====== BRANO SELEZIONATO ======
Politici, dirigenti, attrici e imprenditori. 
Sono circa 80 le persone rinviate a giudizio nell’ambito dell’inchiesta sulle false attestazioni rilasciate dalla società Axsoa, l’azienda investita dall’inchiesta condotta dal sostituto procuratore Giancarlo Cirielli e dal procuratore aggiunto Nello Rossi. 

I magistrati contestano, a seconda delle posizioni, i reati di associazione per delinquere, corruzione, falso e abuso d’ufficio. Secondo gli inquirenti, la Axsoa, società specializzata nella certificazione dei requisiti per la partecipazione agli appalti pubblici, era in grado di accontentare anche le imprese non in regola. 
Naturalmente occorreva elargire del denaro. 
Non si trattava certo di pochi spiccioli. Le tariffe per una falsa attestazione infatti, stando a quanto ricostruito dai magistrati romani, potevano arrivare ad attestarsi su cifre che si aggiravano intorno a 700 mila euro. Nonostante si trattasse di una cifra importante, questa sarebbe apparsa ragionevole. 
In ballo c’erano infatti alcuni tra i più corposi appalti pubblici banditi da aziende del calibro di Ama, Atac e Cotral, delle Poste, dei ministeri, del provveditorato per i Lavori pubblici o dei grandi ospedali.
====== MATERIALE FORNITO ======
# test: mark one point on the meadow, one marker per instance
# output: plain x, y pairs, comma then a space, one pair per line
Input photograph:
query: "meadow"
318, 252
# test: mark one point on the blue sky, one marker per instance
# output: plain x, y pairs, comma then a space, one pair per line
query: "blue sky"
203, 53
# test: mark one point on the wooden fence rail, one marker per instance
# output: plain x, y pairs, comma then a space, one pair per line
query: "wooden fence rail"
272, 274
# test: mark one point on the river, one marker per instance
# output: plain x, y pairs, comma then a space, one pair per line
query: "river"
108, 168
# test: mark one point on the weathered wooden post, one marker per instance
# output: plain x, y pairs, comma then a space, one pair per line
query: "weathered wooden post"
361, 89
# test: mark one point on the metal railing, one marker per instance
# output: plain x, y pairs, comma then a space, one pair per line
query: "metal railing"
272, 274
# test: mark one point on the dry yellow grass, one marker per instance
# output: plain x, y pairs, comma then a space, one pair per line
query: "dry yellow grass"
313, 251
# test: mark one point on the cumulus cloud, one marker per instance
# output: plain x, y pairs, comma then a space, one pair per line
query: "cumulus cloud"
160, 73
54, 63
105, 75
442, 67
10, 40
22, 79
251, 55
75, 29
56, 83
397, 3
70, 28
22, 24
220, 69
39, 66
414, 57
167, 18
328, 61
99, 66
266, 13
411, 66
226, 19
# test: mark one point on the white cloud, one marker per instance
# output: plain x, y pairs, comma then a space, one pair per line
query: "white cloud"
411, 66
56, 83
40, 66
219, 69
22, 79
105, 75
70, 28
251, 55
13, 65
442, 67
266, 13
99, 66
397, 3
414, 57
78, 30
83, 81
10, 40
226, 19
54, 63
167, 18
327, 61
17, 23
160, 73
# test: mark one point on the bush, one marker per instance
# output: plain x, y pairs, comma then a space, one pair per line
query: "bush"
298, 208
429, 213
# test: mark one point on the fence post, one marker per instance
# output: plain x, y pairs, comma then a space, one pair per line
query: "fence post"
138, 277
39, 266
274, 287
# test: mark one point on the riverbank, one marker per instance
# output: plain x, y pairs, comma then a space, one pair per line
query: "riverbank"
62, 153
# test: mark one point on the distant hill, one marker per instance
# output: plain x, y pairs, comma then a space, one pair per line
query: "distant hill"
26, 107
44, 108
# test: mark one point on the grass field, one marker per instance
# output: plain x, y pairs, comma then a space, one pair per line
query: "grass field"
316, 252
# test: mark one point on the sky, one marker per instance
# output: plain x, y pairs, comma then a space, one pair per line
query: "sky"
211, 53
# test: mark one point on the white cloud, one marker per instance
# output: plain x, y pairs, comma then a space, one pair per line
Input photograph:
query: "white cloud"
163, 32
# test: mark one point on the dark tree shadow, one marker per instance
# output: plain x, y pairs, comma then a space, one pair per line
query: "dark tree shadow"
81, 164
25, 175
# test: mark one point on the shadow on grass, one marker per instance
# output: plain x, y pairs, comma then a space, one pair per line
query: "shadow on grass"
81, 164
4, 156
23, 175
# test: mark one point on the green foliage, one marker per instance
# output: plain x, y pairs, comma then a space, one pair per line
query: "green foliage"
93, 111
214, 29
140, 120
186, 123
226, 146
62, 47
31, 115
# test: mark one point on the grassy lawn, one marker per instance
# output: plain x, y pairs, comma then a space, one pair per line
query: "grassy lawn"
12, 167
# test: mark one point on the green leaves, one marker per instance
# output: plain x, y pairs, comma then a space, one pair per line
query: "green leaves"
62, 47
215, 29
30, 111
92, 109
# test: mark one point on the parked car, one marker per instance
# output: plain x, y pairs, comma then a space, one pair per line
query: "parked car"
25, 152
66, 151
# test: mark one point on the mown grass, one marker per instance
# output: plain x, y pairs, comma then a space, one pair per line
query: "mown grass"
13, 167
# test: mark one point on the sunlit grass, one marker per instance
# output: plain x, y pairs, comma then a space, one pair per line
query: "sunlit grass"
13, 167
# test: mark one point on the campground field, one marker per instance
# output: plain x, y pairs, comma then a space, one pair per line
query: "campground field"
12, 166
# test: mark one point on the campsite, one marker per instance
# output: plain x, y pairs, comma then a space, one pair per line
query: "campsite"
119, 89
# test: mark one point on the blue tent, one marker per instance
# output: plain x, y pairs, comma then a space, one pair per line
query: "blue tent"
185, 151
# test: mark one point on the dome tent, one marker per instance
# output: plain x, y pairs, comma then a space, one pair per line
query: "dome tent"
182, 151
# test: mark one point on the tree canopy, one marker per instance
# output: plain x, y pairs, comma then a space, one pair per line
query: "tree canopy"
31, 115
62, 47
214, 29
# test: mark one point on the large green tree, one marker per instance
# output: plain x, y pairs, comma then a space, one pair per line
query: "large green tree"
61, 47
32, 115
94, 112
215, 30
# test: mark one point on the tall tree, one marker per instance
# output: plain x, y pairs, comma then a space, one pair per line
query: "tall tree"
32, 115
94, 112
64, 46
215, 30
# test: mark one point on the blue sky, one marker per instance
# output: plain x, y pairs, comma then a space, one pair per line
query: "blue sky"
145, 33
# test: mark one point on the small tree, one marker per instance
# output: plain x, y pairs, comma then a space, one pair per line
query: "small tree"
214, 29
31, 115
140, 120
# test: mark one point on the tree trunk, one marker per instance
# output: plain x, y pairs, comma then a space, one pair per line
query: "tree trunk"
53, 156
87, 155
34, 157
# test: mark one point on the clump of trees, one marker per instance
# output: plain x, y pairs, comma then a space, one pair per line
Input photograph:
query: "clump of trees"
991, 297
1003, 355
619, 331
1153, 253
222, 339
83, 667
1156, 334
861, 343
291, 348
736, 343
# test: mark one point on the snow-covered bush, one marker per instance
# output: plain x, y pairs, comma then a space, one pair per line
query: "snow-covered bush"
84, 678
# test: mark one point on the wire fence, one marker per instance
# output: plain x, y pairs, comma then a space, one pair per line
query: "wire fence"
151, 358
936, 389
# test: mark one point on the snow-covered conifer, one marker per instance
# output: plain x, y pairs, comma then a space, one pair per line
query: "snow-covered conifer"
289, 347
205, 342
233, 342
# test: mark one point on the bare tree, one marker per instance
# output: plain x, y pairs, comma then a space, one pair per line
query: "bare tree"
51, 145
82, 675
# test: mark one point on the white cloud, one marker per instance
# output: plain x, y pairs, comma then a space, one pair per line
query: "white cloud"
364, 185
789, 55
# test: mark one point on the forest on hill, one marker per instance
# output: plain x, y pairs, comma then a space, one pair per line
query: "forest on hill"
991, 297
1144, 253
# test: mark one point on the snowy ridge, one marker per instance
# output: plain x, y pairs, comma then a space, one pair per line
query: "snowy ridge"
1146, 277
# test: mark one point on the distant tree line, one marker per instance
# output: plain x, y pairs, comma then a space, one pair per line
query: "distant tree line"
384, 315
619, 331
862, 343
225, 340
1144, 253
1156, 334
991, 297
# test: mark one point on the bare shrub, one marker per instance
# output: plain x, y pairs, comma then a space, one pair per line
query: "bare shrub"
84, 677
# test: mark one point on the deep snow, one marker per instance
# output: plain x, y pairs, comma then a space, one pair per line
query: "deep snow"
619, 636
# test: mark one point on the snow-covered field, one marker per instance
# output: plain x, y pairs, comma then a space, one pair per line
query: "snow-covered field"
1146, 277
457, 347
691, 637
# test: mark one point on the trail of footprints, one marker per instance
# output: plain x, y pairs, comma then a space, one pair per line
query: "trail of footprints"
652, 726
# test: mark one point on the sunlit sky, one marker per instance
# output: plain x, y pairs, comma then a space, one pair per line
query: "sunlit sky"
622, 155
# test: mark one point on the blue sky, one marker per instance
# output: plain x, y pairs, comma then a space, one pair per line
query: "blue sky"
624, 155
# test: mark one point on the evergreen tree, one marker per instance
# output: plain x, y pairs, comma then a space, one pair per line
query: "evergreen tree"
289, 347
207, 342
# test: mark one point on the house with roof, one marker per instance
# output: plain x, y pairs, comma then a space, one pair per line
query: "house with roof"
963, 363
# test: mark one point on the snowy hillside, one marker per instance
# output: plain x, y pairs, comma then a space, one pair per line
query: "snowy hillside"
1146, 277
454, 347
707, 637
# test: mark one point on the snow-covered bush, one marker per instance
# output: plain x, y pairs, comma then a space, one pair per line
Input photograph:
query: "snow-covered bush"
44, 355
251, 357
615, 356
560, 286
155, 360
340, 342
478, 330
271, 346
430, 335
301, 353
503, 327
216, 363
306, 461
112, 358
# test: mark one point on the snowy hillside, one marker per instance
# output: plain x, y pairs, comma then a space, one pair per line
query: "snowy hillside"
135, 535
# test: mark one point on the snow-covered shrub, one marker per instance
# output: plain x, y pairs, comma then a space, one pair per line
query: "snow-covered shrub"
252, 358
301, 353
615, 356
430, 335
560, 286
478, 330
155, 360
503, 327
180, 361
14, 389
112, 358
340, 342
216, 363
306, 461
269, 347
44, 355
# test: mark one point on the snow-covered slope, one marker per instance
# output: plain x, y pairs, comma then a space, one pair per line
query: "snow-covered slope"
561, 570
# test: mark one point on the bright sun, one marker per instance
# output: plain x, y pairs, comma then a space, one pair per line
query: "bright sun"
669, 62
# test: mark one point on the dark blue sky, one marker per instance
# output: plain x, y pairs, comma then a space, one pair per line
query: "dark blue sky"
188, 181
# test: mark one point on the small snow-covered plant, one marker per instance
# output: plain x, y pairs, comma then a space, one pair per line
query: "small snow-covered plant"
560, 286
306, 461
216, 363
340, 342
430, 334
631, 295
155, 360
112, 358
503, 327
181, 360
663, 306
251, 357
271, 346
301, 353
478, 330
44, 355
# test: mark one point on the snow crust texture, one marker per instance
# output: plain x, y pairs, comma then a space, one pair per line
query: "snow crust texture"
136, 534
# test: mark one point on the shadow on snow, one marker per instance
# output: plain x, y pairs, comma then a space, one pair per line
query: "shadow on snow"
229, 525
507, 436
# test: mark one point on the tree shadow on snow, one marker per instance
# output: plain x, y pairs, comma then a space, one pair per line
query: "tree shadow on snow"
======
◆ ESERCIZIO ASSEGNATO ◆
Secondo il brano sull'inchiesta Axsoa, in quale attività era specializzata la società Axsoa?

◆ RISPOSTA ATTESA ◆
Nella certificazione dei requisiti per la partecipazione agli appalti pubblici.